**WHAT THE TASK ASKS:** Among the entries below, copy every line that carries the word "tail".

**THE RECORDS:**
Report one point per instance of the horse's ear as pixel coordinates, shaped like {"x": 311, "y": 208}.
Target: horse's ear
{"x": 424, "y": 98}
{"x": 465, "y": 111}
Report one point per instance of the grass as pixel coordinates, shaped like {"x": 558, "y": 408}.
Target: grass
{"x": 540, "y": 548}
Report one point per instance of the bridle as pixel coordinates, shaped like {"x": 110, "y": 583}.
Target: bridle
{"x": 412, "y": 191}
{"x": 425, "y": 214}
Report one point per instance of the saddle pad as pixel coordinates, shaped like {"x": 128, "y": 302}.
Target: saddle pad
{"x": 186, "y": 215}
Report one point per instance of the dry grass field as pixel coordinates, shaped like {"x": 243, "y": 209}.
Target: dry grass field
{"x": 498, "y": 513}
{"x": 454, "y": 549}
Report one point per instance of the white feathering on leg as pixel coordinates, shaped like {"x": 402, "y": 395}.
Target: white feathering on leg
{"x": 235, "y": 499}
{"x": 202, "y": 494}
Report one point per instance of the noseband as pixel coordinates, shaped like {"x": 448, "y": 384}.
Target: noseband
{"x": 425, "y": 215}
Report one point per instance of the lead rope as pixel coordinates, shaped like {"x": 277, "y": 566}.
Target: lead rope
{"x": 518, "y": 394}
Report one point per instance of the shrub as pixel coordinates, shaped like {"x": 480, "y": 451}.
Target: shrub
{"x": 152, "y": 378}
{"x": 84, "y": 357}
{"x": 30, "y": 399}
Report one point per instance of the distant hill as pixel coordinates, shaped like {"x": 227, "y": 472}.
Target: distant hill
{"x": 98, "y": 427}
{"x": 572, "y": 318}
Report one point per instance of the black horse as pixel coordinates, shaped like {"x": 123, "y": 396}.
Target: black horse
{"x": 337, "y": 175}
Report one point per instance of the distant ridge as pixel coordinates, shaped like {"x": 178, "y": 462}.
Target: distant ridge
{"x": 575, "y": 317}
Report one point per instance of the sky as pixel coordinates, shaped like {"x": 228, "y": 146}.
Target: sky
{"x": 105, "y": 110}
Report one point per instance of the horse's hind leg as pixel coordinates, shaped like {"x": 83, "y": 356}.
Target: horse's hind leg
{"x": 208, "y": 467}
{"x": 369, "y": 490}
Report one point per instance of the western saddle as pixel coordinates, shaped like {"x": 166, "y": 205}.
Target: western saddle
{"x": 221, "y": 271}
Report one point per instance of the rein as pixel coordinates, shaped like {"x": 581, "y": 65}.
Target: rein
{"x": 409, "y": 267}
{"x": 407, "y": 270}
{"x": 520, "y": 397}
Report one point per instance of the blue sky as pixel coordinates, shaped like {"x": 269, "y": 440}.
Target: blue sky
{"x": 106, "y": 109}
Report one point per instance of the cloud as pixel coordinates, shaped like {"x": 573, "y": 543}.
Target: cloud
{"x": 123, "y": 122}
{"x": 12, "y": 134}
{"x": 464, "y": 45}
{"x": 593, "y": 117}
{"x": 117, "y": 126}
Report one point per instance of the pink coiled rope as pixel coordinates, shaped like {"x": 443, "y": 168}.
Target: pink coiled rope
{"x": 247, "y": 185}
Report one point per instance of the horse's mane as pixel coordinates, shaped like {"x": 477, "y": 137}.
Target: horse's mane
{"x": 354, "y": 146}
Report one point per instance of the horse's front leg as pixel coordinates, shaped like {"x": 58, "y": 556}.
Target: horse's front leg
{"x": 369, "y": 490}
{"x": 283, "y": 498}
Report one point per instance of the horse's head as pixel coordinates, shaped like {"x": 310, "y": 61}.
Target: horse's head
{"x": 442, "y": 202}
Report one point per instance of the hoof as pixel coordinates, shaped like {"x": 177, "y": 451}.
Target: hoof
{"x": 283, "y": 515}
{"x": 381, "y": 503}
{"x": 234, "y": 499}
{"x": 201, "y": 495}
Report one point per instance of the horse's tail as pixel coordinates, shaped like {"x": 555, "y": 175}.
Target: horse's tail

**SOLUTION:**
Report one point per instance of the horse's tail as pixel coordinates, shaped like {"x": 555, "y": 175}.
Target: horse's tail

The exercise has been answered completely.